◆ **Fragmento seleccionado**:
++++++

Habrá quien piense que exagero, pero es muy fuerte la sensación de "imprductividad" que genera mi cerebro cuando no estoy haciendo "lo que se espera que yo haga". Hablándolo con P. (alias Cabaretera woman) me explicaba que era normal que en mis dos o tres primeras semanas como desempleada me sintiese totalmente inútil y desesperada. Nacemos y crecemos en una sociedad que excluye a quien no genera dinero. Yo no he parado de moverme desde que terminó mi último curro, sigo estudiando, haciendo cursos, leyendo, saliendo, aprendiendo, viajando, conociendo gente, haciendo mil cosas, y sin embargo no terminaba de sentirme bien por no estar haciendo nada que aportase, a mí o a cualquiera, una remuneración. El sueldo se había convertido en el colchón de mi bienestar mucho más que mi misma persona, y sin darme yo cuenta había sido educada (y educaba yo también, joder) para producir, y producir y producir, pero siempre con intercambio monetario. Qué horror.

Pues igual que el sueldo era el rasero de mi aparente felicidad, lo era estos días la vida social. "Si no curras al menos mueve el culo", parecían decirme hasta los cojines del salón. Ni siquiera quería aceptar que entre los dolores y la incomodidad NECESITABA, física, emocional y mentalmente, descansar. Estar tirada en la cama me parecía el colmo de la falta de respeto al Universo. He buscado, incluso, excusas para levantarme cuando realmente no hacía falta que lo hiciese.

Así estuve hasta que el miércoles, día 14, España llevó a cabo la huelga general que llevaba tiempo convocada. Yo secundé la huelga como pude desde casa, y esto es tratando de no consumir o hacerlo en la medida justa y necesaria, que en el caso de una enferma es un poco más de lo normal en cualquier otro caso. Sin embargo, apagué la tele, las luces que siempre andan de fondo en todas las habitaciones de mi casa, la radio que también está encendida intentando hacerme compañía y decidí incluso ignorar el teléfono, que en realidad no me hacía ni falta.

++++++

◆ **Reto 1**:
Según el fragmento, ¿qué día llevó a cabo España la huelga general?

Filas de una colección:
++++++

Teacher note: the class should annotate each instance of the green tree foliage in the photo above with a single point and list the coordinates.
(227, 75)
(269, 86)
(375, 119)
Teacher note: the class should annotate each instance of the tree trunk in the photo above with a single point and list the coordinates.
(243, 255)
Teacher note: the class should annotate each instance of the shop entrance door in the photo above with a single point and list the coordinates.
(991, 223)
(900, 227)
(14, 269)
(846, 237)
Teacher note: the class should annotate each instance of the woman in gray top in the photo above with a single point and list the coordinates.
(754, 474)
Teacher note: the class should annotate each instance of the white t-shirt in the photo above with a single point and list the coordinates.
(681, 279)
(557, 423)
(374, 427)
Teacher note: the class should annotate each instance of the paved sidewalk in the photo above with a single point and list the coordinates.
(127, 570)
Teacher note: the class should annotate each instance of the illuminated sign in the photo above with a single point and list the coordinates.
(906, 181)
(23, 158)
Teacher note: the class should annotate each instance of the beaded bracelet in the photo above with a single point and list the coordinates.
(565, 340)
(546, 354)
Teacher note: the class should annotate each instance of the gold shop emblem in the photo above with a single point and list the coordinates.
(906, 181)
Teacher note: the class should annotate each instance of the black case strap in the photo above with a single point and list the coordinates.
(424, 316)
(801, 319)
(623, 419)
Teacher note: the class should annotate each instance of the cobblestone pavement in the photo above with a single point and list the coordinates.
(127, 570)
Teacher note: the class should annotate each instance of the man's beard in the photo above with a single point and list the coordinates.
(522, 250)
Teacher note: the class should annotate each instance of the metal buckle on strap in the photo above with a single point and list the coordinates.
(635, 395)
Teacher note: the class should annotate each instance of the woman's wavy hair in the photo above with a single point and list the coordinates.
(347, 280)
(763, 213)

++++++

◆ **Reto 2**:
Extrae de las filas, tal cual, las líneas que empiezan en la que contiene "of the shop" y siguen hasta el final de las filas, ambos extremos incluidos.

◆ **Respuesta 1**:
El miércoles, día 14.

◆ **Respuesta 2**:
Teacher note: the class should annotate each instance of the shop entrance door in the photo above with a single point and list the coordinates.
(991, 223)
(900, 227)
(14, 269)
(846, 237)
Teacher note: the class should annotate each instance of the woman in gray top in the photo above with a single point and list the coordinates.
(754, 474)
Teacher note: the class should annotate each instance of the white t-shirt in the photo above with a single point and list the coordinates.
(681, 279)
(557, 423)
(374, 427)
Teacher note: the class should annotate each instance of the paved sidewalk in the photo above with a single point and list the coordinates.
(127, 570)
Teacher note: the class should annotate each instance of the illuminated sign in the photo above with a single point and list the coordinates.
(906, 181)
(23, 158)
Teacher note: the class should annotate each instance of the beaded bracelet in the photo above with a single point and list the coordinates.
(565, 340)
(546, 354)
Teacher note: the class should annotate each instance of the gold shop emblem in the photo above with a single point and list the coordinates.
(906, 181)
Teacher note: the class should annotate each instance of the black case strap in the photo above with a single point and list the coordinates.
(424, 316)
(801, 319)
(623, 419)
Teacher note: the class should annotate each instance of the cobblestone pavement in the photo above with a single point and list the coordinates.
(127, 570)
Teacher note: the class should annotate each instance of the man's beard in the photo above with a single point and list the coordinates.
(522, 250)
Teacher note: the class should annotate each instance of the metal buckle on strap in the photo above with a single point and list the coordinates.
(635, 395)
Teacher note: the class should annotate each instance of the woman's wavy hair in the photo above with a single point and list the coordinates.
(347, 280)
(763, 213)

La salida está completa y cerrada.